## PROBLEM DETAILS:
Below is some material; transcribe all of it exactly.

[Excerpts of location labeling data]
========================

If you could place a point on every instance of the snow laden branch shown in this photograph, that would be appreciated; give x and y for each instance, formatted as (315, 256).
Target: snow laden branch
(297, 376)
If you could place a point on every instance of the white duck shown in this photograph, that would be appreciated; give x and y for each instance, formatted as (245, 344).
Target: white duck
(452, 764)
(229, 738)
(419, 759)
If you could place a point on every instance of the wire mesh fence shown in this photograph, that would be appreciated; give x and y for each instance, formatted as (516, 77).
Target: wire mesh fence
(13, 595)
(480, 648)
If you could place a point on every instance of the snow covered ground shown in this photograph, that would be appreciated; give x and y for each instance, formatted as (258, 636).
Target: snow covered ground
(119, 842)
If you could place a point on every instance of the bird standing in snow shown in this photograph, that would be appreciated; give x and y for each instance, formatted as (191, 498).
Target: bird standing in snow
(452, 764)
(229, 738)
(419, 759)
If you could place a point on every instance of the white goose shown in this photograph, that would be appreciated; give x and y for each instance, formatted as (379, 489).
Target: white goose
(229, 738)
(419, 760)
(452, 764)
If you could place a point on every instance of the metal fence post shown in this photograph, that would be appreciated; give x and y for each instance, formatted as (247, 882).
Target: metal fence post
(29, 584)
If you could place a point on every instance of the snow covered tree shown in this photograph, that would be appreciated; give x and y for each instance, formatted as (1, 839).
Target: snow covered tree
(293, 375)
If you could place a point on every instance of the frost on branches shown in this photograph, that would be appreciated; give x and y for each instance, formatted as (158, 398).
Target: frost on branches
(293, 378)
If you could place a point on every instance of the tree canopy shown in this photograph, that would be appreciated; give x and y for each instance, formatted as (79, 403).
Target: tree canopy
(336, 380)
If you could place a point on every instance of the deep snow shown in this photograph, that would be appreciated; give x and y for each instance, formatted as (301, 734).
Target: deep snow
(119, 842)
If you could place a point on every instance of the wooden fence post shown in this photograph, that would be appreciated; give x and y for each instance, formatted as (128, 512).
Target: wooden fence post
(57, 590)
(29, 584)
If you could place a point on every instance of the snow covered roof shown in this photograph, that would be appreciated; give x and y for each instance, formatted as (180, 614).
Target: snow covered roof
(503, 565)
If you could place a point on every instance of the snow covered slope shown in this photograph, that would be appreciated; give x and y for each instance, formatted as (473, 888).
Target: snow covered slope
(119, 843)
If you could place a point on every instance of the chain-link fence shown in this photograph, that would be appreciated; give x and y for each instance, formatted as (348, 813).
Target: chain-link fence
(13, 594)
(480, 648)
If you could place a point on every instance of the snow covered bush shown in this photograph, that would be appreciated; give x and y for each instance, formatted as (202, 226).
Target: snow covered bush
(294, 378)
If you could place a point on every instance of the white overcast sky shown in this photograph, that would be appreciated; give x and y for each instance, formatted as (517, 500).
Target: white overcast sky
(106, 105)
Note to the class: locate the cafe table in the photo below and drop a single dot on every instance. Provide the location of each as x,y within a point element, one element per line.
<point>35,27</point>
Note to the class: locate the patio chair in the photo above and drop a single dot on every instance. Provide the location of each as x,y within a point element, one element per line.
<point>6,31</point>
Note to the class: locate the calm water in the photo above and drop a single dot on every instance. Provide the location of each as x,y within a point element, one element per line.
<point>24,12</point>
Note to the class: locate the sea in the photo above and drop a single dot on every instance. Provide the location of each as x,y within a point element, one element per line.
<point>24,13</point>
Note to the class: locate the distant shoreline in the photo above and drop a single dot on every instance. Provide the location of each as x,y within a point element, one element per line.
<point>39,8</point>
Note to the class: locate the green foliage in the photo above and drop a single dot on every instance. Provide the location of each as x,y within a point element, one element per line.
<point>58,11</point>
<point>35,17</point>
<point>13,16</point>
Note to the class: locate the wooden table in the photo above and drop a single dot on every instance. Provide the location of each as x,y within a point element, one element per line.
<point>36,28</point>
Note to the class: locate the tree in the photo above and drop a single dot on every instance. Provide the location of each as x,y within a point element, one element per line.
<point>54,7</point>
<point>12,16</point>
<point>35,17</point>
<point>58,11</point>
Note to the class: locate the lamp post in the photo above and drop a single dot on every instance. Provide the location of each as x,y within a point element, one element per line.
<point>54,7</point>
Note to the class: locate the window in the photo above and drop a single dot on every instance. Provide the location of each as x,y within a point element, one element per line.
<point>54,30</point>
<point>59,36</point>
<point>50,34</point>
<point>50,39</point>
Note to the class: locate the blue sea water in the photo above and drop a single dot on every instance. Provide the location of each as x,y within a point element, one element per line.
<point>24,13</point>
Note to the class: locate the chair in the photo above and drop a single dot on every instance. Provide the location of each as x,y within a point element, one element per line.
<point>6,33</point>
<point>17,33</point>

========================

## COMPLETE RESPONSE:
If you could place a point on every instance of the snow laden branch shown in this photograph, that would be appreciated; give x and y for each instance, formatted as (315, 256).
Target: snow laden branch
(297, 376)
If you could place a point on every instance of the white duck shown in this photograph, that would be appreciated; give x and y for each instance, formatted as (245, 344).
Target: white duck
(452, 764)
(229, 738)
(419, 759)
If you could place a point on every instance of the wire mesh fence shown in this photograph, that would be appreciated; give x and y for each instance, formatted as (516, 77).
Target: wire mesh fence
(13, 595)
(480, 648)
If you could place a point on every instance of the snow covered ground shown in this photograph, that would be appreciated; give x and y for each instance, formatted as (258, 636).
Target: snow covered ground
(119, 842)
If you could place a point on every instance of the bird standing in snow shown in this photograph, that would be appreciated; give x and y for each instance, formatted as (191, 498).
Target: bird standing in snow
(452, 764)
(229, 738)
(419, 759)
If you could place a point on every instance of the white goose shown in this photograph, that would be appreciated; give x and y for each instance, formatted as (379, 489).
Target: white goose
(229, 738)
(419, 760)
(452, 764)
If you could place a point on every instance of the metal fence post shown in this photograph, that would be appreciated; give x and y for each instance, formatted as (247, 882).
Target: metal fence post
(29, 584)
If you could place a point on every instance of the snow covered tree shown in this photograph, that would be appreciated; give x and y for each instance, formatted as (1, 839).
Target: snow covered tree
(293, 375)
If you could place a point on every instance of the frost on branches shown in this photograph, that would be appreciated; give x and y for each instance, formatted as (158, 398).
Target: frost on branches
(293, 378)
If you could place a point on every instance of the tree canopy shown in this photograph, that would be appreciated; give x and y for each instance, formatted as (79, 403).
Target: tree canopy
(336, 380)
If you could place a point on every instance of the deep snow shown in this photograph, that would be appreciated; give x and y for each instance, formatted as (301, 734).
Target: deep snow
(119, 842)
If you could place a point on every instance of the wooden fence post shown in this photograph, that would be appreciated; give x and y for each instance, formatted as (128, 512).
Target: wooden fence post
(57, 590)
(29, 584)
If you could place a point on every instance of the snow covered roof shown in this photograph, that would be appreciated; give x and y for each instance, formatted as (180, 614).
Target: snow covered roof
(503, 565)
If you could place a point on every instance of the snow covered slope shown in this photograph, that would be appreciated; give x and y for each instance, formatted as (473, 888).
Target: snow covered slope
(119, 843)
If you could place a point on every instance of the chain-link fence shown in this photograph, that would be appreciated; give x and y for each instance, formatted as (348, 813).
Target: chain-link fence
(13, 594)
(480, 648)
If you could place a point on every instance of the snow covered bush shown in this photograph, that would be appreciated; give x and y for each instance, formatted as (202, 226).
Target: snow covered bush
(294, 378)
If you could place a point on every instance of the white overcast sky shown in this photograph, that would be appreciated; give x and y for each instance, formatted as (517, 500).
Target: white overcast sky
(106, 105)
Note to the class: locate the cafe table in the photo below and drop a single dot on every instance. Provide the location of each as x,y within a point element, one element per line.
<point>35,27</point>
Note to the class: locate the patio chair in the photo above and drop a single dot on every instance. Provide the location of each as x,y within a point element, one element per line.
<point>6,31</point>
Note to the class: locate the calm water in the photo above and drop a single dot on every instance. Provide the location of each as x,y within a point element, one element per line.
<point>24,12</point>
Note to the class: locate the sea in the photo above and drop a single dot on every instance. Provide the location of each as x,y within a point element, one element per line.
<point>24,13</point>
Note to the class: locate the distant shoreline in the photo above and drop a single dot on every instance. Provide the location of each as x,y within a point element, one element per line.
<point>39,8</point>
Note to the class: locate the green foliage in the photo above and drop a single dot on every instance. Provide the location of each as x,y within a point element, one element per line.
<point>58,11</point>
<point>35,17</point>
<point>13,16</point>
Note to the class: locate the wooden table in the photo above and drop a single dot on every instance. Provide the location of each as x,y within a point element, one element per line.
<point>36,28</point>
Note to the class: locate the tree in the photo above and drop a single dot on every instance. Provide the location of each as x,y within a point element, one element per line.
<point>54,7</point>
<point>12,16</point>
<point>35,17</point>
<point>58,11</point>
Note to the class: locate the lamp post in the photo above and drop a single dot on every instance. Provide the location of each as x,y within a point element, one element per line.
<point>54,7</point>
Note to the class: locate the window in the photo above and drop a single dot on every instance. Provide the location of each as x,y within a point element, one element per line.
<point>54,30</point>
<point>59,36</point>
<point>50,34</point>
<point>50,39</point>
Note to the class: locate the blue sea water in the photo above and drop a single dot on every instance. Provide the location of each as x,y within a point element, one element per line.
<point>24,13</point>
Note to the class: locate the chair in the photo above and drop a single dot on every instance. Provide the location of each as x,y within a point element, one element per line.
<point>6,33</point>
<point>17,33</point>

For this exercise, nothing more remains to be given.